Source:
The National Association of Free Will Baptists (NAFWB) is a national body of Free Will Baptist churches in the United States and Canada, organized on November 5, 1935 in Nashville, Tennessee. The Association traces its history in the United States through two different lines: one beginning in the South in 1727 (the "Palmer line") and another in the North in 1780 (the "Randall line"). The "Palmer line," however, never developed as a formal denomination. It consisted of only about three churches in North Carolina. The NAFWB is the largest of the Free Will Baptist denominations.

History
In 1702, English General Baptists who had settled in the Province of Carolina requested help from the General Baptists in England. Though they did not receive the requested assistance, native Paul Palmer labored there about 25 years later, and founded the first "General" or "Free Will" Baptist church in Chowan County, North Carolina, in 1727. (Many General Baptists held to general atonement but "personal predestination" or eternal security.) Palmer organized at least three churches in North Carolina. From one church in 1727, the fellowship grew to over 20 churches by 1755. After 1755, the churches began to decrease and many churches and members became Particular Baptists. By 1770, only four churches and four ministers remained of the General Baptist persuasion. By the end of the 18th century, these churches were being referred to as "Free Will Baptist." The churches in the "Palmer" line would again experience growth slowly in the 19th century. They organized various associations and conferences, and finally organized into the General Conference of Free Will Baptists in 1921. The problem with the history of Paul Palmer, however, stems from the fact that it is uncertain exactly what view of perseverance he actually held.  In fact, some church historians think he was Calvinistic in his views.  He had come from the Welsh Tract Church, which was openly Calvinistic.

Another "Free Will" movement rose in the North through the work of Benjamin Randall (1749–1808). Randall united with the Regular Baptists in 1776, but broke with them in 1779 due to his more liberal views on predestination. In 1780, Randall formed a "Free" Baptist church in New Durham, New Hampshire. More churches were founded, and in 1792 a Yearly Meeting was organized. This northern line of Free Will Baptists expanded rapidly, but the majority of the churches merged with the Northern Baptist Convention in 1911. A remnant of the Randall churches organized in 1917 as the Cooperative General Association of Free Will Baptists.

Request A: Pick out every line of the entries that contains the word "region", treating uppercase and lowercase as different.
The passage on the Free Will Baptists and the entries have nothing to do with each other.

Raw records:
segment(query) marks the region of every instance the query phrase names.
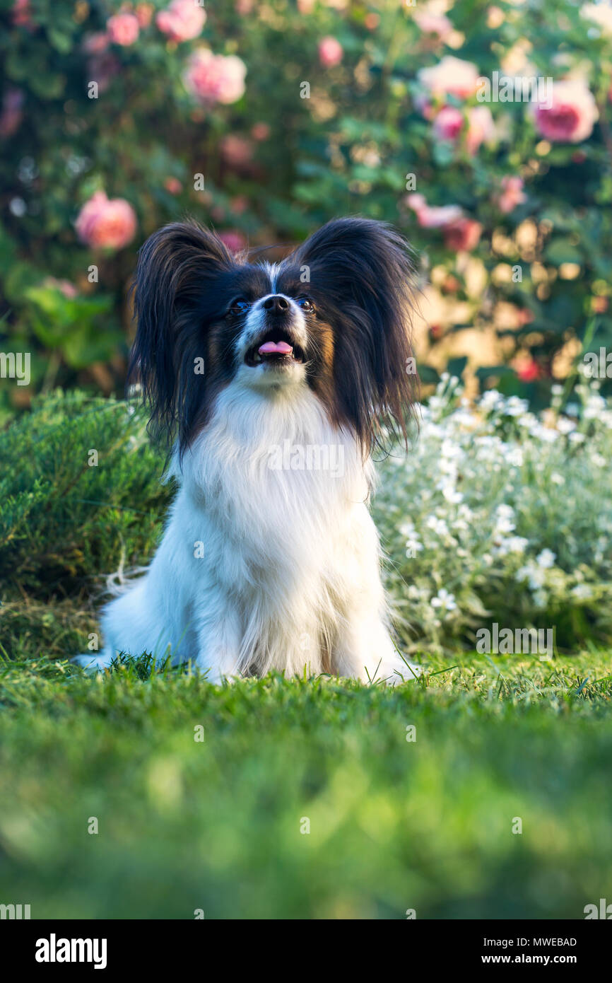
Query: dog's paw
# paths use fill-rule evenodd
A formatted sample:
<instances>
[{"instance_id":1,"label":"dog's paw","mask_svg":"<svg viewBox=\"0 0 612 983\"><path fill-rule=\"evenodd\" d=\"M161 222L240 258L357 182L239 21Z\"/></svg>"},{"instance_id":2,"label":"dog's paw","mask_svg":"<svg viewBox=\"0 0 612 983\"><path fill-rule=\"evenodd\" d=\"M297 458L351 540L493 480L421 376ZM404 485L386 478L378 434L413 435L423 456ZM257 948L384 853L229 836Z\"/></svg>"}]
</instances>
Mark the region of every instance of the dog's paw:
<instances>
[{"instance_id":1,"label":"dog's paw","mask_svg":"<svg viewBox=\"0 0 612 983\"><path fill-rule=\"evenodd\" d=\"M383 663L376 672L373 682L384 683L385 686L401 686L405 682L418 679L424 672L422 665L411 663L409 659L398 656L390 663Z\"/></svg>"},{"instance_id":2,"label":"dog's paw","mask_svg":"<svg viewBox=\"0 0 612 983\"><path fill-rule=\"evenodd\" d=\"M83 656L75 656L74 659L71 659L71 663L74 663L75 665L81 665L89 672L106 669L111 665L111 662L112 660L108 656L94 656L91 653L85 653Z\"/></svg>"}]
</instances>

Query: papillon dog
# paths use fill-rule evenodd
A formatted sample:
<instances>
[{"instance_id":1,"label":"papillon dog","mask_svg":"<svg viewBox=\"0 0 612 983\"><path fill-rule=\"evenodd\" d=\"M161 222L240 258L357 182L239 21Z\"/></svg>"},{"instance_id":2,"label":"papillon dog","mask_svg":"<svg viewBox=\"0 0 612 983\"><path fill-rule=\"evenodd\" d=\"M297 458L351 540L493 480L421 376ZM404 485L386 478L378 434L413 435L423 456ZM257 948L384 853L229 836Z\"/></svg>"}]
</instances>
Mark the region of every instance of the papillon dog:
<instances>
[{"instance_id":1,"label":"papillon dog","mask_svg":"<svg viewBox=\"0 0 612 983\"><path fill-rule=\"evenodd\" d=\"M216 683L417 673L392 641L368 511L372 451L406 441L416 396L413 280L406 242L368 219L328 222L278 264L195 222L146 241L131 373L179 490L82 665L170 656Z\"/></svg>"}]
</instances>

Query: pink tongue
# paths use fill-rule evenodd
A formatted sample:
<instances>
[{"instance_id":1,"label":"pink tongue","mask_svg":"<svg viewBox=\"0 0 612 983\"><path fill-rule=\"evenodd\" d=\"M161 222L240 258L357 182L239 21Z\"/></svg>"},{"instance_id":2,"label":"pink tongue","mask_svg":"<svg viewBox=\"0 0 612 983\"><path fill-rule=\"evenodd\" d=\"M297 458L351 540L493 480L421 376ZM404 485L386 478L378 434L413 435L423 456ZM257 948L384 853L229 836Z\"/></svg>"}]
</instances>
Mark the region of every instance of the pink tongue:
<instances>
[{"instance_id":1,"label":"pink tongue","mask_svg":"<svg viewBox=\"0 0 612 983\"><path fill-rule=\"evenodd\" d=\"M259 355L271 355L273 352L278 355L291 355L293 348L286 341L264 341L257 351Z\"/></svg>"}]
</instances>

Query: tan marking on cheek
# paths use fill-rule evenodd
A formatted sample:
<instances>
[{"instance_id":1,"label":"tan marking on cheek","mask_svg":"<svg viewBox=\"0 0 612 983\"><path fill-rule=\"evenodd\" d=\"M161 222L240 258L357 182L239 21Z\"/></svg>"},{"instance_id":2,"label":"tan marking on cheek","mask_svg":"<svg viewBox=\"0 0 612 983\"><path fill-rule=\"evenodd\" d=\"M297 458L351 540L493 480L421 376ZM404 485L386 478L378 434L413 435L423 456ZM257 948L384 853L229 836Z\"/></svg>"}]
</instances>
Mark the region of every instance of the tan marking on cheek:
<instances>
[{"instance_id":1,"label":"tan marking on cheek","mask_svg":"<svg viewBox=\"0 0 612 983\"><path fill-rule=\"evenodd\" d=\"M331 373L334 364L334 332L328 324L322 324L319 334L319 350L326 370Z\"/></svg>"}]
</instances>

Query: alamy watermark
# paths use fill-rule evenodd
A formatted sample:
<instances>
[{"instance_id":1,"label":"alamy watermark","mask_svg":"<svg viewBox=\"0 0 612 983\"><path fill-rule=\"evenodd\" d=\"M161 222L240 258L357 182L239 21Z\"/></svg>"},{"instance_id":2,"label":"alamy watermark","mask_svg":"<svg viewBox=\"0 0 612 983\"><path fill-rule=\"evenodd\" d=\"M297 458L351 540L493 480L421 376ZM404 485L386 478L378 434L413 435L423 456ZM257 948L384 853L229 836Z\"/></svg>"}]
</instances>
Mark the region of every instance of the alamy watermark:
<instances>
[{"instance_id":1,"label":"alamy watermark","mask_svg":"<svg viewBox=\"0 0 612 983\"><path fill-rule=\"evenodd\" d=\"M555 653L554 628L500 628L494 621L489 628L476 631L476 652L480 655L539 655L549 662Z\"/></svg>"},{"instance_id":2,"label":"alamy watermark","mask_svg":"<svg viewBox=\"0 0 612 983\"><path fill-rule=\"evenodd\" d=\"M329 471L333 478L344 475L344 444L341 443L283 443L272 444L269 451L270 471Z\"/></svg>"},{"instance_id":3,"label":"alamy watermark","mask_svg":"<svg viewBox=\"0 0 612 983\"><path fill-rule=\"evenodd\" d=\"M478 102L537 102L546 109L552 106L551 76L502 75L493 72L490 79L481 76L476 87Z\"/></svg>"},{"instance_id":4,"label":"alamy watermark","mask_svg":"<svg viewBox=\"0 0 612 983\"><path fill-rule=\"evenodd\" d=\"M0 352L0 378L16 378L29 385L29 352Z\"/></svg>"}]
</instances>

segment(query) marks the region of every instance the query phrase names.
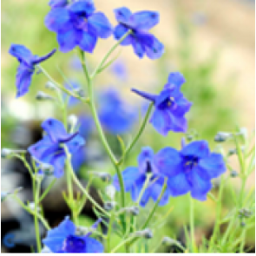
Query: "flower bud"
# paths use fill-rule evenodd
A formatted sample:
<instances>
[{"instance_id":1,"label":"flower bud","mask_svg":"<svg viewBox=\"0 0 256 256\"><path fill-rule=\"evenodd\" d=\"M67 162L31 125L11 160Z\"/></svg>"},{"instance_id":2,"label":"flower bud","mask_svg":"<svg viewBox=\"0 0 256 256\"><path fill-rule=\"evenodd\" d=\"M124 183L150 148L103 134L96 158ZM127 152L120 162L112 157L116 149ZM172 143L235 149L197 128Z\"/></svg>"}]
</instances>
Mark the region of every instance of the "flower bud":
<instances>
[{"instance_id":1,"label":"flower bud","mask_svg":"<svg viewBox=\"0 0 256 256\"><path fill-rule=\"evenodd\" d=\"M50 81L45 84L45 88L50 90L56 90L57 89L56 86Z\"/></svg>"},{"instance_id":2,"label":"flower bud","mask_svg":"<svg viewBox=\"0 0 256 256\"><path fill-rule=\"evenodd\" d=\"M71 115L68 119L69 124L71 127L71 129L74 129L78 123L78 118L75 115Z\"/></svg>"},{"instance_id":3,"label":"flower bud","mask_svg":"<svg viewBox=\"0 0 256 256\"><path fill-rule=\"evenodd\" d=\"M174 246L174 245L181 245L181 243L179 241L174 240L169 237L163 238L162 244L165 246Z\"/></svg>"},{"instance_id":4,"label":"flower bud","mask_svg":"<svg viewBox=\"0 0 256 256\"><path fill-rule=\"evenodd\" d=\"M92 173L95 176L101 179L103 182L109 182L112 180L112 176L108 173Z\"/></svg>"},{"instance_id":5,"label":"flower bud","mask_svg":"<svg viewBox=\"0 0 256 256\"><path fill-rule=\"evenodd\" d=\"M224 133L224 132L220 132L217 134L217 135L215 136L215 142L225 142L230 137L232 136L232 134L230 133Z\"/></svg>"},{"instance_id":6,"label":"flower bud","mask_svg":"<svg viewBox=\"0 0 256 256\"><path fill-rule=\"evenodd\" d=\"M233 170L231 172L230 175L232 178L237 178L240 174L237 171Z\"/></svg>"},{"instance_id":7,"label":"flower bud","mask_svg":"<svg viewBox=\"0 0 256 256\"><path fill-rule=\"evenodd\" d=\"M25 150L18 150L18 149L10 149L10 148L3 148L1 150L1 158L6 159L6 158L11 158L15 156L16 154L26 153Z\"/></svg>"},{"instance_id":8,"label":"flower bud","mask_svg":"<svg viewBox=\"0 0 256 256\"><path fill-rule=\"evenodd\" d=\"M107 212L110 212L112 211L116 206L116 202L115 201L109 201L109 202L106 202L104 203L104 209Z\"/></svg>"},{"instance_id":9,"label":"flower bud","mask_svg":"<svg viewBox=\"0 0 256 256\"><path fill-rule=\"evenodd\" d=\"M115 197L115 187L113 185L109 185L106 187L106 194L113 200Z\"/></svg>"},{"instance_id":10,"label":"flower bud","mask_svg":"<svg viewBox=\"0 0 256 256\"><path fill-rule=\"evenodd\" d=\"M46 101L53 101L54 98L43 91L39 91L37 92L37 95L36 95L36 100L40 102L41 101L46 102Z\"/></svg>"},{"instance_id":11,"label":"flower bud","mask_svg":"<svg viewBox=\"0 0 256 256\"><path fill-rule=\"evenodd\" d=\"M153 232L149 228L136 232L136 236L143 237L146 240L151 240L154 237Z\"/></svg>"}]
</instances>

Request B:
Answer these questions from the passage on the Free Will Baptists:
(i) In what city and on what date was the National Association of Free Will Baptists organized?
(ii) By 1770, how many churches of the General Baptist persuasion remained?
(iii) Where did Benjamin Randall form a "Free" Baptist church in 1780?

Complete answer A:
segment(query) marks the region of every instance the query phrase names.
Mark the region of every instance of the dog's paw:
Mark the region of every instance of the papillon dog:
Mark the region of every instance of the pink tongue:
Mark the region of every instance of the tan marking on cheek:
Mark the region of every instance of the alamy watermark:
segment(query) marks the region of every instance the query phrase names.
Mark the region of every instance of the "flower bud":

Complete answer B:
(i) Nashville, Tennessee, on November 5, 1935
(ii) Four
(iii) New Durham, New Hampshire